The stretch wanted below opens at the line containing "x=577, y=386" and closes at the line containing "Q: Where is a point on each instance of the green". Please return it exactly, with no other lines.
····················
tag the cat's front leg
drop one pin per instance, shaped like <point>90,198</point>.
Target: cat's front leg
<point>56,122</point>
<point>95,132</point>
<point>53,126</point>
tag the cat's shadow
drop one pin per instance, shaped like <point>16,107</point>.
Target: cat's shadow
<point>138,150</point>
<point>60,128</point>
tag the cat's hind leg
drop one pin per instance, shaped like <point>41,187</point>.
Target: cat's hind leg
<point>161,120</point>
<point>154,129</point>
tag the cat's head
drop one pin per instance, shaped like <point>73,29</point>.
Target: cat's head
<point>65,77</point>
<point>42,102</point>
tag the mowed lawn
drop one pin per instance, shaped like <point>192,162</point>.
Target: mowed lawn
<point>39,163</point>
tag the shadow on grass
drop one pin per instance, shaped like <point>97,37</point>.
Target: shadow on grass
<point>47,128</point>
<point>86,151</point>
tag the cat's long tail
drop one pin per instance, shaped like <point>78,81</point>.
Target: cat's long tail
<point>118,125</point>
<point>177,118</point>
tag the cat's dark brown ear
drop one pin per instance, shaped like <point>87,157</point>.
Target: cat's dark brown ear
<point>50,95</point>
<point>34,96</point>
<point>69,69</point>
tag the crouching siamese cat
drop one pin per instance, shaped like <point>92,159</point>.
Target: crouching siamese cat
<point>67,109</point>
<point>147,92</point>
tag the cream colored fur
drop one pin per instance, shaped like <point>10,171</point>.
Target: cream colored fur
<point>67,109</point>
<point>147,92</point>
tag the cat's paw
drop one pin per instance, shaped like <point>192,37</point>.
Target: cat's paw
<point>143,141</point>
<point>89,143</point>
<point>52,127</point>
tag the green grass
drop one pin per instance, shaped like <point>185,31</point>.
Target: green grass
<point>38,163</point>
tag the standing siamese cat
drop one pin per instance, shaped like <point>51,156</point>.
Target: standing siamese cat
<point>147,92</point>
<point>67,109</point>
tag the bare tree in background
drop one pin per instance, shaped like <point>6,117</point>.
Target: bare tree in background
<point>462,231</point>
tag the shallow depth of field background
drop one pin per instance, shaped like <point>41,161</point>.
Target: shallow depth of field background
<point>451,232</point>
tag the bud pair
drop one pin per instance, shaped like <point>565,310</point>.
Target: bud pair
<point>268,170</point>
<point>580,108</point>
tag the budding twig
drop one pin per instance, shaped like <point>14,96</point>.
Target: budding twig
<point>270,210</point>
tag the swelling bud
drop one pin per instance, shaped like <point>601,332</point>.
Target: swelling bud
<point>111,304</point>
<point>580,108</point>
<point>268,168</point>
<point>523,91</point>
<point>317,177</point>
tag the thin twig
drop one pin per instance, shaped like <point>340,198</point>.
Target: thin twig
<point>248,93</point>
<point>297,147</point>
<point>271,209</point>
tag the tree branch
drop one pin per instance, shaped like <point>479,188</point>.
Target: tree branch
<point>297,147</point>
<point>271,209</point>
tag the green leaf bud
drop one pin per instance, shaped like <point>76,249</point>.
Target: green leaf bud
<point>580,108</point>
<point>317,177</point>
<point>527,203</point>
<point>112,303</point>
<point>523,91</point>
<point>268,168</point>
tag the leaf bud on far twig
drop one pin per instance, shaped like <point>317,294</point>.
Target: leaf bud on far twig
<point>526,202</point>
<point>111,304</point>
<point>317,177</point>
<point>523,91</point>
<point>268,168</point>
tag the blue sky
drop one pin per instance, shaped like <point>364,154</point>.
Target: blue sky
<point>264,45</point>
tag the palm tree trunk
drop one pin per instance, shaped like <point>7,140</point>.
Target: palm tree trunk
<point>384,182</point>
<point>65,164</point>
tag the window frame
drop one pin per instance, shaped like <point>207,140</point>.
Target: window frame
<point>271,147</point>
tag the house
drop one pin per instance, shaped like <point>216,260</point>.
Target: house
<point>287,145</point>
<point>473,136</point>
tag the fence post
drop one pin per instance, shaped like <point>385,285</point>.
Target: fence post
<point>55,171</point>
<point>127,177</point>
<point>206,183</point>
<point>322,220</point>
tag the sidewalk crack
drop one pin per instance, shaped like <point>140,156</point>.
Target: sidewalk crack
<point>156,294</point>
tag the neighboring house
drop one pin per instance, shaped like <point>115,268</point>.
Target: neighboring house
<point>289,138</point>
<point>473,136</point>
····················
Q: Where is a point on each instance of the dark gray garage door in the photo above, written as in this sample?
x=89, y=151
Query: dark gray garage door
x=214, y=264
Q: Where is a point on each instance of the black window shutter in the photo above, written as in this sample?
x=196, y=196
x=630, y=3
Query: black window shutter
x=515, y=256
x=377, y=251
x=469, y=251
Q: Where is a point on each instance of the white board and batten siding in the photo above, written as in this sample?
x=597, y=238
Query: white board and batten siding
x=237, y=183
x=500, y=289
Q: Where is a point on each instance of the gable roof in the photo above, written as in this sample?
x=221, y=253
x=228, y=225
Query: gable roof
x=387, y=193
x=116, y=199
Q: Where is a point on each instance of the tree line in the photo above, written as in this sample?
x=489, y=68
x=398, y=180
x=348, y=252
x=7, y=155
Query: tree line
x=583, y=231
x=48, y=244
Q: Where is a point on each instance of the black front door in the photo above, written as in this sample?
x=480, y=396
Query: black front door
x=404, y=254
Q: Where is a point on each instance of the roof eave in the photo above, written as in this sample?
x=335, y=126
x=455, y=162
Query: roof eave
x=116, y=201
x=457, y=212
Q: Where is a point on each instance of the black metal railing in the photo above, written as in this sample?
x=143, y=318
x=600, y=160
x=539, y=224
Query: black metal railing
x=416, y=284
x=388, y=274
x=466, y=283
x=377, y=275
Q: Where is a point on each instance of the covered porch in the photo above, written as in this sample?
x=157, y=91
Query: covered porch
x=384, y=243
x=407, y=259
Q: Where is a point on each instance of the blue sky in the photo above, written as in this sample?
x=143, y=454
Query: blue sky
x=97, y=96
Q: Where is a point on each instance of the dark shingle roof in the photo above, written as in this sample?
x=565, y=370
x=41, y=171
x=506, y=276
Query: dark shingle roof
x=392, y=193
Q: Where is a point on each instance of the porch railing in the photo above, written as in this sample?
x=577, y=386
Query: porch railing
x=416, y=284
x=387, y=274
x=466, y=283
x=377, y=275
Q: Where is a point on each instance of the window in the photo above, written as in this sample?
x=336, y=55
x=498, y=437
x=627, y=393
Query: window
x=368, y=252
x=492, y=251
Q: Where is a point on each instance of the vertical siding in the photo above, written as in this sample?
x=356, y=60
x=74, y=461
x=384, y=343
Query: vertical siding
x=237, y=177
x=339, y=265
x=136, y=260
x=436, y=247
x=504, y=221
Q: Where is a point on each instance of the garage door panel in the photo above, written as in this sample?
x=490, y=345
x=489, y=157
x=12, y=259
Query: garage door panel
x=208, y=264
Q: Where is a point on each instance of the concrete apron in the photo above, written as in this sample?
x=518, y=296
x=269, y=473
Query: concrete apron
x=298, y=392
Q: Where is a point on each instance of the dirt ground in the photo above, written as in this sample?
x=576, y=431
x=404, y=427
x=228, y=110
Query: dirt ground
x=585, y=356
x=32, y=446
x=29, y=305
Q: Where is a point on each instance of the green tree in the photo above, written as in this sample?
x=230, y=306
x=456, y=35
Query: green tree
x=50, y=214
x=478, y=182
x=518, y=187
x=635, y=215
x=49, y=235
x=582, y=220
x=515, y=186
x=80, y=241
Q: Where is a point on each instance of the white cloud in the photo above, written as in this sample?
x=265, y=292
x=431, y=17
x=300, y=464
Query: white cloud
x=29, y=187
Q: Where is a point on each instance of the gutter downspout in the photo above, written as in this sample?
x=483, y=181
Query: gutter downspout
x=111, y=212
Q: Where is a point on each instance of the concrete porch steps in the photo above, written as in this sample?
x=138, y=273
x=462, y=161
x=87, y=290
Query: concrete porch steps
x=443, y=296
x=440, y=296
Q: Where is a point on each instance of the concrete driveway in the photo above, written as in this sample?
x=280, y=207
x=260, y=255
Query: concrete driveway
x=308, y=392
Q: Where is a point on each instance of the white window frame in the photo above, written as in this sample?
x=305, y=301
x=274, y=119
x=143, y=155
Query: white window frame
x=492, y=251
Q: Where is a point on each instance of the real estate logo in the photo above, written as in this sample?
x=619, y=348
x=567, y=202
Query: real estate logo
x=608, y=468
····················
> ANSWER BOX:
x=577, y=386
Query: porch railing
x=416, y=284
x=387, y=274
x=466, y=283
x=377, y=275
Q: Where is a point on each instance of the window in the photo above, written as in this sample?
x=336, y=55
x=498, y=437
x=627, y=393
Query: window
x=368, y=252
x=492, y=251
Q: Where is a point on each instance of the vertical siding in the photo above, written as in this sample?
x=356, y=60
x=74, y=461
x=384, y=343
Query: vertical siding
x=237, y=177
x=339, y=265
x=136, y=260
x=436, y=247
x=504, y=221
Q: Where is a point on each instance of the garage door panel in the photo above, written as in this sample?
x=490, y=345
x=489, y=157
x=12, y=259
Query: garage door panel
x=208, y=264
Q: Where is a point on each instance of the concrete apron in the photo above, written as in this sample?
x=518, y=296
x=269, y=473
Query: concrete apron
x=298, y=392
Q: Where is a point on each instance of the dirt ground in the photo above, written as in this sample?
x=576, y=431
x=404, y=427
x=228, y=110
Query: dirt ground
x=585, y=356
x=32, y=446
x=29, y=305
Q: Where is a point on each instance of the green tree in the photo above, written as in this sample?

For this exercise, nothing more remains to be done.